There is no federal e-cigarette tax, but at least 20 states and Washington, D.C., have approved some kind of tax on e-cigarettes. Read More...

Levying high taxes on e-cigarette products could make adult smokers less likely to quit smoking.

That’s according to researchers from the National Bureau of Economic Research, City University of New York and Bentley University. Higher e-cigarette taxes in Minnesota increased smoking rates and led to a fall in the rate of adult smokers who quit, “implying that e-cigs are a likely substitute for conventional cigarettes among current smokers,” they said.

The researchers analyzed 1992 to 2015 data from the Current Population Survey’s tobacco-use supplements. Taxing e-cigarettes at the same rate as cigarettes would increase e-cigarette prices by about 62%, but also boost traditional cigarette smoking by about 8%, and deter some 2.75 million smokers from quitting, projected the study circulated by NBER.

Among Minnesota’s roughly 600,000 adult smokers in 2014, some 32,400 additional adults would have quit smoking during the sample period had that tax not been in effect, the researchers found. Applying the state’s tax at a national level would have deterred an estimated 1.83 million smokers from quitting over 10 years, they added.

#### Data provided
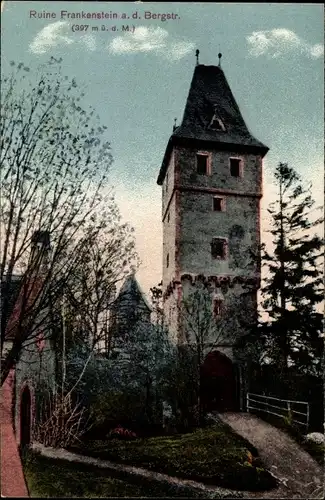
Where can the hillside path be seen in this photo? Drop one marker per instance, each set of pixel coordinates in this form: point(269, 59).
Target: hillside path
point(299, 474)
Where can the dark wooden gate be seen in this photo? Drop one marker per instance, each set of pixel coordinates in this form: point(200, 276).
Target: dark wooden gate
point(219, 390)
point(25, 417)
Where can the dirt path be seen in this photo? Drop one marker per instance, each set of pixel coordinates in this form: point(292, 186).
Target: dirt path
point(299, 473)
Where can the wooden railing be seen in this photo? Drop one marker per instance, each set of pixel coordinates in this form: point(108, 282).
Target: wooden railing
point(283, 408)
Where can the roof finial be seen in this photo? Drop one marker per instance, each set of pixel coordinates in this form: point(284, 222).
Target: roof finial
point(197, 52)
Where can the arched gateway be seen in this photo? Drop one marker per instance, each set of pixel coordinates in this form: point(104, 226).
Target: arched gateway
point(219, 383)
point(25, 417)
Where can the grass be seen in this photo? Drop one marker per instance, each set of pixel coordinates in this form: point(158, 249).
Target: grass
point(316, 451)
point(53, 478)
point(213, 455)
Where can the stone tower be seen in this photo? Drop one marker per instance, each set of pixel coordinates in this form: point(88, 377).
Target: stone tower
point(211, 178)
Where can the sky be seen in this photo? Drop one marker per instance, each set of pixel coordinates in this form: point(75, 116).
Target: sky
point(138, 82)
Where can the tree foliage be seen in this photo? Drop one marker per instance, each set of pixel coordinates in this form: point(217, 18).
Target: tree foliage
point(293, 287)
point(55, 160)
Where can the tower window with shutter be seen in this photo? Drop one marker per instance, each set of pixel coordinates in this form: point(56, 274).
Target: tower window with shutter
point(219, 248)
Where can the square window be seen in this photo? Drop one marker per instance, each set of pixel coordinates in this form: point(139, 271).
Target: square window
point(202, 164)
point(216, 124)
point(218, 248)
point(218, 204)
point(235, 167)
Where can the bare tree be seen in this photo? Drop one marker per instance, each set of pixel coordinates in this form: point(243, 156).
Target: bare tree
point(54, 164)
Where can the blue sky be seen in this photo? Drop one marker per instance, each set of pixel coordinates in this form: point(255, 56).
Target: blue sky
point(273, 56)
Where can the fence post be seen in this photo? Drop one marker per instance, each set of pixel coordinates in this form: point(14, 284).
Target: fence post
point(289, 413)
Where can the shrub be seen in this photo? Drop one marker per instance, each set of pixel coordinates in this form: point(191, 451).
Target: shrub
point(121, 433)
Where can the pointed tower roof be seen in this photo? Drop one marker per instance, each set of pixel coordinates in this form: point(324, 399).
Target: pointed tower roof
point(131, 288)
point(212, 117)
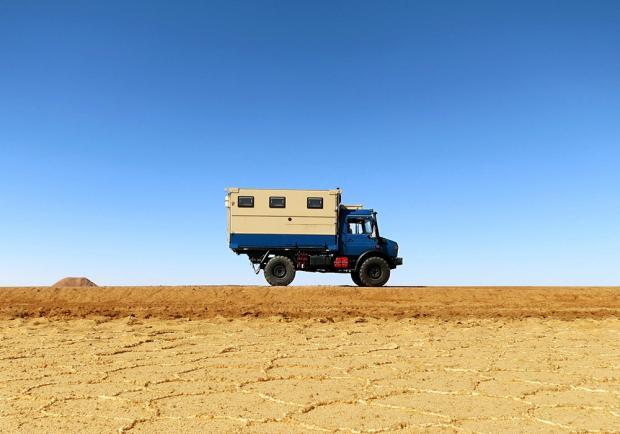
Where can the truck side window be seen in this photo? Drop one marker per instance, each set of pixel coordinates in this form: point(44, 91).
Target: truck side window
point(277, 202)
point(315, 202)
point(360, 226)
point(245, 201)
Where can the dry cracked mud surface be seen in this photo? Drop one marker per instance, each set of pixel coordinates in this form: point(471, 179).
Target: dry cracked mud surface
point(278, 374)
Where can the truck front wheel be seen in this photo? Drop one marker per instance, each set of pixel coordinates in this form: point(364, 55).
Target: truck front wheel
point(374, 271)
point(355, 276)
point(279, 271)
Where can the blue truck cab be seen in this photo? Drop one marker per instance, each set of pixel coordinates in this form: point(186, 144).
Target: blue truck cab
point(285, 231)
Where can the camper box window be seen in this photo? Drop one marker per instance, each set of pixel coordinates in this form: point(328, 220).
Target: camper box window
point(315, 202)
point(277, 202)
point(246, 201)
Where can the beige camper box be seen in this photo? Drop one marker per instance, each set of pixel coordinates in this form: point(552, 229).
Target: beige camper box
point(288, 218)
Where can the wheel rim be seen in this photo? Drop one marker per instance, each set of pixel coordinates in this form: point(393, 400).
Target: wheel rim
point(374, 272)
point(279, 271)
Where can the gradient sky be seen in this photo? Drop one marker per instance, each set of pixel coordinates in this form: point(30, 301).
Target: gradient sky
point(486, 134)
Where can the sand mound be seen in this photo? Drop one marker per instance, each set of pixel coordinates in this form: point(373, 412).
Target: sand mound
point(73, 282)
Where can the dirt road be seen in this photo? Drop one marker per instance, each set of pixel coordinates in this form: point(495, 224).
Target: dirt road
point(311, 302)
point(314, 360)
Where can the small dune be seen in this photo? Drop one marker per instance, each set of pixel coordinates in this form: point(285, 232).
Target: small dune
point(73, 282)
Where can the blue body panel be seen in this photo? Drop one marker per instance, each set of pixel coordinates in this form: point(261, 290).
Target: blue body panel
point(285, 241)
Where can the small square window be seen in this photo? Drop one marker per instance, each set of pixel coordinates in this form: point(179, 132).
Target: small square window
point(277, 202)
point(245, 201)
point(315, 202)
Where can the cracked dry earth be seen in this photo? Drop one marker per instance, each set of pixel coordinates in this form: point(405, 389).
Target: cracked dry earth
point(301, 375)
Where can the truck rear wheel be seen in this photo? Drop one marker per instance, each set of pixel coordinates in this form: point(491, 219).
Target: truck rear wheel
point(374, 271)
point(279, 271)
point(355, 276)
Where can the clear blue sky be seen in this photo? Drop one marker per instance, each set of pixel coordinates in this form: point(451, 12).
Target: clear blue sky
point(486, 134)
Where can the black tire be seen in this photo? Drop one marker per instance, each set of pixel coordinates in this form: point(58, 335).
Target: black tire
point(279, 271)
point(374, 271)
point(355, 276)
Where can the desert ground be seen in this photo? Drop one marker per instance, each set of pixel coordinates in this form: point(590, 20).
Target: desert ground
point(309, 359)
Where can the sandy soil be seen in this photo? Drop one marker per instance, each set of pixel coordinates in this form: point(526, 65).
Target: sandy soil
point(370, 366)
point(311, 302)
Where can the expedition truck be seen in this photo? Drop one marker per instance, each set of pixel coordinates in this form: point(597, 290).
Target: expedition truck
point(285, 231)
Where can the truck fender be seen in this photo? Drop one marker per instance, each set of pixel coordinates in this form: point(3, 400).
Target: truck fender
point(368, 254)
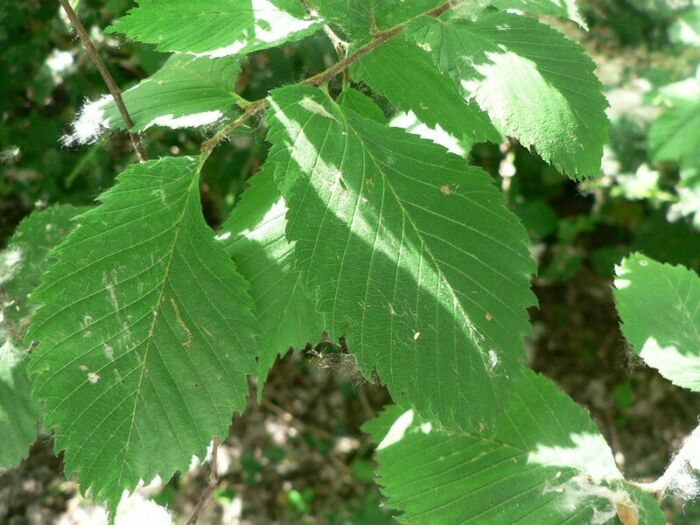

#### Problem
Update the passage on e-cigarette taxes, starting with "The researchers analyzed" and going on through "years, they added.", so that "study period" stands in place of "sample period".

#### Solution to this problem
The researchers analyzed 1992 to 2015 data from the Current Population Survey’s tobacco-use supplements. Taxing e-cigarettes at the same rate as cigarettes would increase e-cigarette prices by about 62%, but also boost traditional cigarette smoking by about 8%, and deter some 2.75 million smokers from quitting, projected the study circulated by NBER.

Among Minnesota’s roughly 600,000 adult smokers in 2014, some 32,400 additional adults would have quit smoking during the study period had that tax not been in effect, the researchers found. Applying the state’s tax at a national level would have deterred an estimated 1.83 million smokers from quitting over 10 years, they added.